--- Start DATA FOR THIS TASK ---

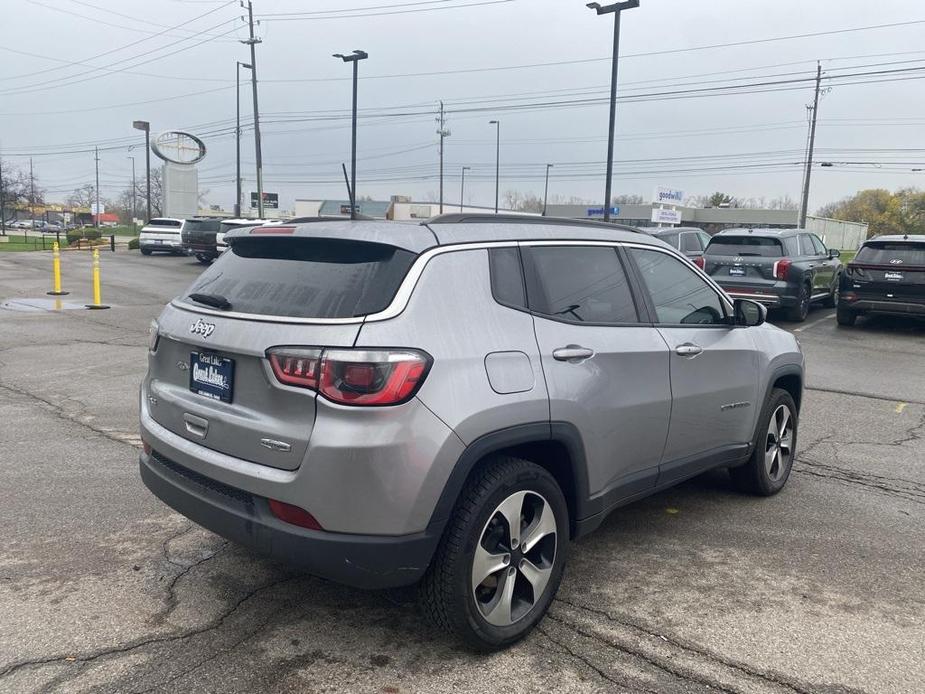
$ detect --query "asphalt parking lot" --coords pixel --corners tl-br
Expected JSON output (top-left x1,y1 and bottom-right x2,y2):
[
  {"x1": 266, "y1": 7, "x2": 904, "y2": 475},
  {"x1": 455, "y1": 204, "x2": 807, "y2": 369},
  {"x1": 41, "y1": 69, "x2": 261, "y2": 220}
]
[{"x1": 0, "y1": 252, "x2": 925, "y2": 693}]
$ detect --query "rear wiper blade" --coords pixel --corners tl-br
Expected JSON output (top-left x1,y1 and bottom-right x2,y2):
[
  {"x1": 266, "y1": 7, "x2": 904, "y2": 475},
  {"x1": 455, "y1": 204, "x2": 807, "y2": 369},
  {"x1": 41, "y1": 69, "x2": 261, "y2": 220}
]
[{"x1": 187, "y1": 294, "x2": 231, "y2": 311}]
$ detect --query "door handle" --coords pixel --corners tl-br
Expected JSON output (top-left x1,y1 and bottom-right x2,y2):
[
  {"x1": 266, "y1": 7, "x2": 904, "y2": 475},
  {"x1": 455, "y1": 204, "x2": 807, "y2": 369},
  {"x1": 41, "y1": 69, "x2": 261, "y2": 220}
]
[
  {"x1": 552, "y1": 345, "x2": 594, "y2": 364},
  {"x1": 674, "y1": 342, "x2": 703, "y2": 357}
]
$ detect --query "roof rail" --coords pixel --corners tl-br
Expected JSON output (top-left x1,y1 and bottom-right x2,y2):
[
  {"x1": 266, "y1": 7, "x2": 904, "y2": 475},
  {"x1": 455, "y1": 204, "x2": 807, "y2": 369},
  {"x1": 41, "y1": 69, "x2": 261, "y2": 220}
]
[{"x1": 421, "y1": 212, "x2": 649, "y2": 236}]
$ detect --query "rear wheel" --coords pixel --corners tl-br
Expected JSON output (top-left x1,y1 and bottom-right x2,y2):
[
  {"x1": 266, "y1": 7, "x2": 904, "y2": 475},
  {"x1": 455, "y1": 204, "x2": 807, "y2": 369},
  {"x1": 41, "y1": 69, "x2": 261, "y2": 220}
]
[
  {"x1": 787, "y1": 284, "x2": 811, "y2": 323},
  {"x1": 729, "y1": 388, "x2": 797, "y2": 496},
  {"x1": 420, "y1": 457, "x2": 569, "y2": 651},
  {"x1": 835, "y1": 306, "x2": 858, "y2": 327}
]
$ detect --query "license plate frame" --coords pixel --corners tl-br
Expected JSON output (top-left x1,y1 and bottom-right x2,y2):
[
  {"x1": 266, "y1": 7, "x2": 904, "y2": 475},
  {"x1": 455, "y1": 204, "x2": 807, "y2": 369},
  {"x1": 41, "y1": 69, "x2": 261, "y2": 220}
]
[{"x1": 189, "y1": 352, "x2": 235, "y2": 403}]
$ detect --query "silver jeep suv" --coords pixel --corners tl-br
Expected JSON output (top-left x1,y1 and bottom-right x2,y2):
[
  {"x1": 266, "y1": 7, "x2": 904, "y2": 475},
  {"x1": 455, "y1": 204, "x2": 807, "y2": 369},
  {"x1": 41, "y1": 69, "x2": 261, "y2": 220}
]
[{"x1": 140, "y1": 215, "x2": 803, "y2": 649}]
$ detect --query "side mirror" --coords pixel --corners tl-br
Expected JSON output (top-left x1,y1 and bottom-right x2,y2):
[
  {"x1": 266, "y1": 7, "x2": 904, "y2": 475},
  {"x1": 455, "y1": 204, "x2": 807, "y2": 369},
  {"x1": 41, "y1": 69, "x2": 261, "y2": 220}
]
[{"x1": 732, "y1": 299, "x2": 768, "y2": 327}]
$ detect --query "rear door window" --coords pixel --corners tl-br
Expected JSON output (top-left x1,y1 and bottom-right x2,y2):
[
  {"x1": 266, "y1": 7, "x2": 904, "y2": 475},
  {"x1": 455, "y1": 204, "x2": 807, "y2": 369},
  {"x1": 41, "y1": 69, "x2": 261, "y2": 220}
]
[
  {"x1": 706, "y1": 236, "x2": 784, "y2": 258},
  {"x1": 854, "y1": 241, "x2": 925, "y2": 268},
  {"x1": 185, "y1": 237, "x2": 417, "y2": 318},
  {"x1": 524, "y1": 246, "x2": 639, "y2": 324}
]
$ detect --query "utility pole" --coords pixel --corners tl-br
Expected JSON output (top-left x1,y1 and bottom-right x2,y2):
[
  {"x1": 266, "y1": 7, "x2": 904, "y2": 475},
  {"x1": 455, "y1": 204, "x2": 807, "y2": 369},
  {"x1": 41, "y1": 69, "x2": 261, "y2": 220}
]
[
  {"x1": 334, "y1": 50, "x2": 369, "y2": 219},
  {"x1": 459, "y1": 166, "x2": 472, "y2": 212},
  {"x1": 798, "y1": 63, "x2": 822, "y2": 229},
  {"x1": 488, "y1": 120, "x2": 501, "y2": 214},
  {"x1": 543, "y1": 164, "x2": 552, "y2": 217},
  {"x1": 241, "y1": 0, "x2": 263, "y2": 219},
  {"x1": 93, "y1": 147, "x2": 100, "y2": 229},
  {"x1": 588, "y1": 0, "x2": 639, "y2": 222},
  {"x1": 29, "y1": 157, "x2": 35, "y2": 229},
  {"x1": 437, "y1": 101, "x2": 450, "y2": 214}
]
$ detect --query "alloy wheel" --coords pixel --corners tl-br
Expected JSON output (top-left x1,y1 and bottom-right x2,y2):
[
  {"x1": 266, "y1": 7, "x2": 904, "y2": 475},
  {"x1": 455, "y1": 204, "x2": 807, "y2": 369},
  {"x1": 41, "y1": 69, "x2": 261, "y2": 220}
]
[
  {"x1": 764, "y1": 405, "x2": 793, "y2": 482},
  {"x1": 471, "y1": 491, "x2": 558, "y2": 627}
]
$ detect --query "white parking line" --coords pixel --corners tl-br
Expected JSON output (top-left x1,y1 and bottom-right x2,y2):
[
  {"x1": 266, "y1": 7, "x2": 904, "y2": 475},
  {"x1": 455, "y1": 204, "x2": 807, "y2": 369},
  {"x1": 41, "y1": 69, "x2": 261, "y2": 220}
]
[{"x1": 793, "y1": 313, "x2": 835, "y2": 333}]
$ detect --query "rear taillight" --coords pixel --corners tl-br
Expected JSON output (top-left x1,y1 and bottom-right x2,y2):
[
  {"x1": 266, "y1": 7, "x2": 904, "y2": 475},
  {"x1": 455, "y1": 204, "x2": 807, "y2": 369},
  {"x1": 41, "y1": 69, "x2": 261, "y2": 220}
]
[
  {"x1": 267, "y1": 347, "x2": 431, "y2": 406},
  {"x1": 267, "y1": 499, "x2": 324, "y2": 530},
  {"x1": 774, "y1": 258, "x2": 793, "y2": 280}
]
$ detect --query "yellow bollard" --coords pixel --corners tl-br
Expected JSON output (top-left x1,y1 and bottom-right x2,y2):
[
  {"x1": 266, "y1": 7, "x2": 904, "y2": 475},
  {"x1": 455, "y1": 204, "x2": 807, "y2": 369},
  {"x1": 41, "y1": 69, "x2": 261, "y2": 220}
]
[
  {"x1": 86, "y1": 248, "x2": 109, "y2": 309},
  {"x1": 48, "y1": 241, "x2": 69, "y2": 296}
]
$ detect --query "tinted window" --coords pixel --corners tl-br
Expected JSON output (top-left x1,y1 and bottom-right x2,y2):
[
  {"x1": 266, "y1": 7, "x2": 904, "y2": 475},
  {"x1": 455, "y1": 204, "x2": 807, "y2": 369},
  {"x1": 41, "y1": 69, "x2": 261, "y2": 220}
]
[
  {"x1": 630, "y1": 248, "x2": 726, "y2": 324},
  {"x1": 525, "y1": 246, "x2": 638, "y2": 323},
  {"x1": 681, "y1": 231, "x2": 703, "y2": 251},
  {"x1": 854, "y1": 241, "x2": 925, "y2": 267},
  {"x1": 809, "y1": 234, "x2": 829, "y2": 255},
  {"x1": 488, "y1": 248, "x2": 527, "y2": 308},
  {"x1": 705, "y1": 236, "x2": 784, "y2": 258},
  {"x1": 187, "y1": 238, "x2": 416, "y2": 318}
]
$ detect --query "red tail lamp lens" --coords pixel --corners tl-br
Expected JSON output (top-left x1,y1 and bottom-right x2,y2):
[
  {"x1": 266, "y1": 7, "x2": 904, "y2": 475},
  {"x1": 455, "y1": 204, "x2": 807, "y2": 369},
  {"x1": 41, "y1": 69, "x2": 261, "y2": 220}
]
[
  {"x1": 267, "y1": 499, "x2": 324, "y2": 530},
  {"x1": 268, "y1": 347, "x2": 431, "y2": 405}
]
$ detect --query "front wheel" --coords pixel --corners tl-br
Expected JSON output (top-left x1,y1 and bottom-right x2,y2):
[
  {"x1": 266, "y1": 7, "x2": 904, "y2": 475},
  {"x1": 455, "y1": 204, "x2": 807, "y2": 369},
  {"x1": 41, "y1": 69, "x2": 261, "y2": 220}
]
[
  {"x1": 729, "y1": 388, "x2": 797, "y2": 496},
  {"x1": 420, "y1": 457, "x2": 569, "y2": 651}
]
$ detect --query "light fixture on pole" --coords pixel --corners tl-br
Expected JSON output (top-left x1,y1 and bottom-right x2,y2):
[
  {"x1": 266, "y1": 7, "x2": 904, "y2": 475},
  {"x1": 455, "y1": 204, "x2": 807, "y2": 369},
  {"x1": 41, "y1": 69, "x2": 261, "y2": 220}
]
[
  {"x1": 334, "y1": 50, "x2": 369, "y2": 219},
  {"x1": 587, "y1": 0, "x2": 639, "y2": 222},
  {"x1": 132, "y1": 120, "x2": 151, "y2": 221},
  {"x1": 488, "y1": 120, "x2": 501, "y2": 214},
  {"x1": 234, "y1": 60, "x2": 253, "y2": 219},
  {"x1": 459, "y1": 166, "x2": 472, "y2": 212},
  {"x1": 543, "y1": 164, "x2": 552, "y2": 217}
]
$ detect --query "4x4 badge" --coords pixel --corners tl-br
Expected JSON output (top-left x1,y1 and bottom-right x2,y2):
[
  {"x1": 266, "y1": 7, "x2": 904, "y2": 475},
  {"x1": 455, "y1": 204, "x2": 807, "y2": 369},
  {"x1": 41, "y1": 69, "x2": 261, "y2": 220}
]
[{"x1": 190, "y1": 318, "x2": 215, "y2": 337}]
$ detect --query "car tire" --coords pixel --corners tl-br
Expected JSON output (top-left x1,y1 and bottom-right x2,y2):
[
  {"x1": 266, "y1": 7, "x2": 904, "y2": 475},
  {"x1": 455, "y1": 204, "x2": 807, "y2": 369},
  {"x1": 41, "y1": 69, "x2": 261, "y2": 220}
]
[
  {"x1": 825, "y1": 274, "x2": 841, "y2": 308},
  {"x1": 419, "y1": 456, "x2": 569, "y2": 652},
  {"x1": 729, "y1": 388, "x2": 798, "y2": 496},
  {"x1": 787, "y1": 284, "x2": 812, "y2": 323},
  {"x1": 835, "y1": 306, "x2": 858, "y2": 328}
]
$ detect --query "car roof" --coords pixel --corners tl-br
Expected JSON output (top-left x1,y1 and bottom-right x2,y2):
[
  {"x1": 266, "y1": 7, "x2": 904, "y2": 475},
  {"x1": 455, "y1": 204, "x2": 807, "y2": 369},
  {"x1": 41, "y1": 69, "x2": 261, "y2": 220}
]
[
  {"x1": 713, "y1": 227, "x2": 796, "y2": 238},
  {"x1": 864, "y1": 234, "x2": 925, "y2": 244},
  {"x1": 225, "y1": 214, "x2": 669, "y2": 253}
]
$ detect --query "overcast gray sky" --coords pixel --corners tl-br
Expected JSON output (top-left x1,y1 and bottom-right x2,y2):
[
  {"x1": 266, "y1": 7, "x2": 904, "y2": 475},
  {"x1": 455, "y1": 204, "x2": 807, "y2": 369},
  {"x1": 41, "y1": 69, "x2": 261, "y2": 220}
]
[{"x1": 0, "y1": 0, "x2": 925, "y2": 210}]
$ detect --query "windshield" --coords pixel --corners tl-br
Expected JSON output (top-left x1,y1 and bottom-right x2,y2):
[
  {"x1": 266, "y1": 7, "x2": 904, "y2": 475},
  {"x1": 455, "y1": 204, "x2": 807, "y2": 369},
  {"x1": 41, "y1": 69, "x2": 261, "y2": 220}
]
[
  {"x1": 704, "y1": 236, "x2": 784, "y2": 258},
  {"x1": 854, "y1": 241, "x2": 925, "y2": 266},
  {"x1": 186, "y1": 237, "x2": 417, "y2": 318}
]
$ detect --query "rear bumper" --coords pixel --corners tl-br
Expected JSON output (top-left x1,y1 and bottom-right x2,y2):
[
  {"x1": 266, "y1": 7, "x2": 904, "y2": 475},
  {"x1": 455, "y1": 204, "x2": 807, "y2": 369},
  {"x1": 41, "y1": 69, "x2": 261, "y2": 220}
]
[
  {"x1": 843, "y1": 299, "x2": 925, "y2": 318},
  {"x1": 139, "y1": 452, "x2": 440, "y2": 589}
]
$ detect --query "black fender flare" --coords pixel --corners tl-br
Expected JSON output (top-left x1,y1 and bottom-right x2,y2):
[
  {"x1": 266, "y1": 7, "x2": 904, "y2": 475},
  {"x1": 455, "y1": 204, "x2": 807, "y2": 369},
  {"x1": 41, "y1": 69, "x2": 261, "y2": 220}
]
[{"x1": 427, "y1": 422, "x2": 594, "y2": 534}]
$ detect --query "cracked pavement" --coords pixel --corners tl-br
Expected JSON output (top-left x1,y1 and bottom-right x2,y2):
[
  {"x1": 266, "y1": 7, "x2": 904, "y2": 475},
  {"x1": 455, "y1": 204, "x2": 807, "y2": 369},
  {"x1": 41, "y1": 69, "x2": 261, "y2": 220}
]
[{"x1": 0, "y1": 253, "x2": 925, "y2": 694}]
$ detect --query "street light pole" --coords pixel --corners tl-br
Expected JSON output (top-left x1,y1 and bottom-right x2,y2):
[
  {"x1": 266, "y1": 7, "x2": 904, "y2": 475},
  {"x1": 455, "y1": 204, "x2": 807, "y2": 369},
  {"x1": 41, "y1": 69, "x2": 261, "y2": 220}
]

--- End DATA FOR THIS TASK ---

Please return every line from the rows above that contains the string "pole", copying each one in full.

TASK RESPONSE:
$ detect --query "utility pole" --coords pixel --corners tl-br
$ detect --query "light fixture on pole" --coords pixel --corners tl-br
$ detect --query "street light pole" --coords pixel --corners tl-br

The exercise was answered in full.